| Fonte |
Os negócios imobiliários de Rui Rio

António Cunha — 26 Julho 2008

bairrodoaleixo_72dpi.jpgNa terça-feira, 22 de Julho, cerca de 50 moradores do Bairro do Aleixo manifestaram-se em frente à Câmara Municipal do Porto (CMP), enquanto, no interior, o executivo decidia, veio-se mais tarde a saber que com os votos favoráveis da coligação PSD/CDS e também do PS, o projecto para a demolição do bairro. Os manifestantes empunhavam cartazes onde se lia “Rio exterminador social” ou “Cansados de ser discriminados” e gritavam palavras de ordem como “Rui Rio cabrão, só vês o cifrão”. No mesmo espaço, cerca de duas dezenas de agentes policiais, quase um para cada duas pessoas. Rio, o mesmo que, em campanha eleitoral para o primeiro mandato contestou a demolição, tem medo dos pobres, pelo menos quando é apanhado a mentir-lhes.

No final, os manifestantes decidiram avançar com uma providência cautelar, que pretende suspender o processo até que haja uma reunião do executivo com os moradores, para se tentar encontrar uma solução de consenso. Há ideias e projectos alternativos. O que não há, porque se trata do unilateral Rui Rio, é a vontade de consultar as pessoas que serão afectadas pelas resoluções da CMP.

No Bairro do Aleixo, vivem cerca de 1300 pessoas. A população é socialmente desfavorecida, os níveis de escolaridade muito baixos, aliados à fraca qualificação profissional. O desemprego é elevado. Famílias numerosas convivem em espaços exíguos. Os espaços abertos são em geral incaracterísticos e desconfortáveis. E o senhorio votou o bairro ao abandono.

| Dados recolhidos |
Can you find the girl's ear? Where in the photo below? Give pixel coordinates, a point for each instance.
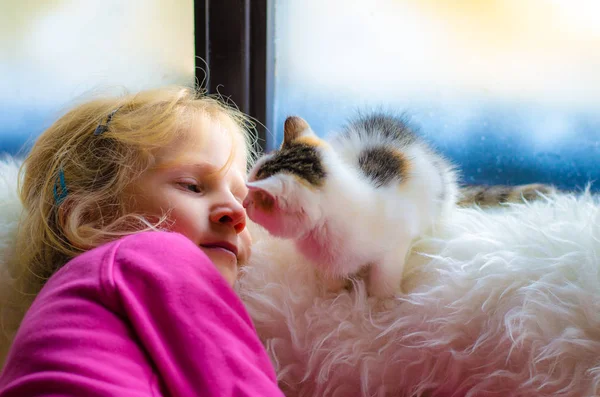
(294, 128)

| Tarefas escritas |
1. Reescreva o trecho do texto sobre o Bairro do Aleixo que começa com as palavras "No final, os" e termina em "resoluções da CMP.", substituindo "providência cautelar" por "queixa formal".
2. De acordo com o texto sobre o Bairro do Aleixo, quantas pessoas vivem no bairro?
Este material é independente do texto.

| Respostas por tarefa |
1.
No final, os manifestantes decidiram avançar com uma queixa formal, que pretende suspender o processo até que haja uma reunião do executivo com os moradores, para se tentar encontrar uma solução de consenso. Há ideias e projectos alternativos. O que não há, porque se trata do unilateral Rui Rio, é a vontade de consultar as pessoas que serão afectadas pelas resoluções da CMP.

2. Cerca de 1300 pessoas.